__What is expected__: Rewrite everything from the line containing "Locate the liquor" down to the end of the listing, changing "liquor bottle" to "spirits bottle" and leaving all else as it stands.

[Location labeling records]

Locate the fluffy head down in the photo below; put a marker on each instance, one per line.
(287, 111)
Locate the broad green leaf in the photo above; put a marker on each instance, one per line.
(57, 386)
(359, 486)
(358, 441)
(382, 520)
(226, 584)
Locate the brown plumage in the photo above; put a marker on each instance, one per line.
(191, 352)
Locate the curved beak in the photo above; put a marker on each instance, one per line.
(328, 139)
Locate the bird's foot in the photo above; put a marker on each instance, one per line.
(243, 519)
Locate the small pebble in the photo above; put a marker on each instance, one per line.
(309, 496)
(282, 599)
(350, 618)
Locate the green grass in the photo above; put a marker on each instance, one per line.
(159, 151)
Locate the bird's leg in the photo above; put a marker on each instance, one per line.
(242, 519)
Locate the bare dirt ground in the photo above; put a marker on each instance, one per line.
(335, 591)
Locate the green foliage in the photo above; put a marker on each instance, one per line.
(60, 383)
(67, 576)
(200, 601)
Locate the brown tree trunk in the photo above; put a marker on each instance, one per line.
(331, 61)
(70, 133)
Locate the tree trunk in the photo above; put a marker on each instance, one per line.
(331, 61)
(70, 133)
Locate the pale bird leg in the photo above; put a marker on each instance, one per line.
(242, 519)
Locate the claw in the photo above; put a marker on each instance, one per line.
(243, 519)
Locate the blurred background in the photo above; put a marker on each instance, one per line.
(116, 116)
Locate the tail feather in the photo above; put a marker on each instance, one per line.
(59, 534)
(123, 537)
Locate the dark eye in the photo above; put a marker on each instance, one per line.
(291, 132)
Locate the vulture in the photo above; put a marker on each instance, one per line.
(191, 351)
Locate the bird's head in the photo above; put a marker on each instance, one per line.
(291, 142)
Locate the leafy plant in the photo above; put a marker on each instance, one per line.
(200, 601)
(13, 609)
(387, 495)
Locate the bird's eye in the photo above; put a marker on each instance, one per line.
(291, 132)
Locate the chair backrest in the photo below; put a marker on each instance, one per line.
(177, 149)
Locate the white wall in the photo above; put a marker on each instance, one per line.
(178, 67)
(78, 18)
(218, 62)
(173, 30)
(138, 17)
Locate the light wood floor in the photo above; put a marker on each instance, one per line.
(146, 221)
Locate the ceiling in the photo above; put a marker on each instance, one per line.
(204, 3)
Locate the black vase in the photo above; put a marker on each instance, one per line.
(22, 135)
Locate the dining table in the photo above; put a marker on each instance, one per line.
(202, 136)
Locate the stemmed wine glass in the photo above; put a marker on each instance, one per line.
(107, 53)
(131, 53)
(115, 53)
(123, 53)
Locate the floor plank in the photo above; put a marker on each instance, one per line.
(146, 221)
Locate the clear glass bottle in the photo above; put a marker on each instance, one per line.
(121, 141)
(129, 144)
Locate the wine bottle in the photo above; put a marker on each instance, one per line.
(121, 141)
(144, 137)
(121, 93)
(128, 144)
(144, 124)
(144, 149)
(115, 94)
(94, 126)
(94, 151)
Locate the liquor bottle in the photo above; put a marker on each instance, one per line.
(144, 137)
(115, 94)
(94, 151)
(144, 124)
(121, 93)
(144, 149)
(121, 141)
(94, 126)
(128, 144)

__Task output__:
Locate the spirits bottle in the photo above; put a marker on each instance, one per line.
(144, 137)
(115, 94)
(94, 151)
(144, 124)
(121, 93)
(144, 149)
(121, 141)
(94, 126)
(128, 144)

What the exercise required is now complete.